(SOURCE DATA begins)
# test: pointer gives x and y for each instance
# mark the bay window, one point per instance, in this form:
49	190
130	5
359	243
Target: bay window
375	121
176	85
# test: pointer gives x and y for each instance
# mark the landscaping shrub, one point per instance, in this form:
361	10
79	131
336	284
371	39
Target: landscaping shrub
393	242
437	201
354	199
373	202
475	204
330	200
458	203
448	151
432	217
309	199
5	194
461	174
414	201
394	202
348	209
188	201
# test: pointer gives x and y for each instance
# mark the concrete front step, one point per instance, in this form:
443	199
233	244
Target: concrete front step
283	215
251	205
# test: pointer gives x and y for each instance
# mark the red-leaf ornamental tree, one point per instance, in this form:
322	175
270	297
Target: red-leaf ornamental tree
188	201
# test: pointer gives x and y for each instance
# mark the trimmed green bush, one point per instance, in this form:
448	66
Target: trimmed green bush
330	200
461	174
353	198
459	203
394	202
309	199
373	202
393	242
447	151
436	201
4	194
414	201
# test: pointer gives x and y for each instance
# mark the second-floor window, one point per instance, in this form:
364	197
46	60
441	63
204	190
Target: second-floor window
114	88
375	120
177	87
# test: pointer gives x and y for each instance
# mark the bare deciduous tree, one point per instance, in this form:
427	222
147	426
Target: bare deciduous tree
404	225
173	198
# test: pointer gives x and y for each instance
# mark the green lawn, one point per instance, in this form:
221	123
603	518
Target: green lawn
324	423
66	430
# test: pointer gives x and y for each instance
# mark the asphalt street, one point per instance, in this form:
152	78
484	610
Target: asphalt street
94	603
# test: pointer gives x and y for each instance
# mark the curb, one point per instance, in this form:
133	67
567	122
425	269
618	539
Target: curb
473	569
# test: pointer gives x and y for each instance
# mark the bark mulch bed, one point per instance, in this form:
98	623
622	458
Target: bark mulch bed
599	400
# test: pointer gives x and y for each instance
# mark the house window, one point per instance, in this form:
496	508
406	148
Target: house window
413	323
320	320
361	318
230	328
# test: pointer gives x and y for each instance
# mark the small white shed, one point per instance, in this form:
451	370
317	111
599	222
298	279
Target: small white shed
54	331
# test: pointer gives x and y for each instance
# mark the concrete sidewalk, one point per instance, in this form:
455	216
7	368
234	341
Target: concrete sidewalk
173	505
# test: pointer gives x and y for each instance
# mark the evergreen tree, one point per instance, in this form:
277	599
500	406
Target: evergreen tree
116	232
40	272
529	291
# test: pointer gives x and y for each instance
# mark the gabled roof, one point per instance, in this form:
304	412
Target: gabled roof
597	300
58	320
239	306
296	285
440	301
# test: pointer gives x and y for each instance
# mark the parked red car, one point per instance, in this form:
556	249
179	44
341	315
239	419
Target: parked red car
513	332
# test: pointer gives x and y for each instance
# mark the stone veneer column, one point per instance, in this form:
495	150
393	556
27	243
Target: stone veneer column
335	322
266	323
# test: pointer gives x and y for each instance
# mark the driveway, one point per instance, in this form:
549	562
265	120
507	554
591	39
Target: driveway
(SOURCE DATA ends)
**YOUR OBJECTIVE**
For the string "driveway", return every line of the data where it appears.

**COMPLETED EXERCISE**
# mark the driveway, one point per instance, in this form:
Target: driveway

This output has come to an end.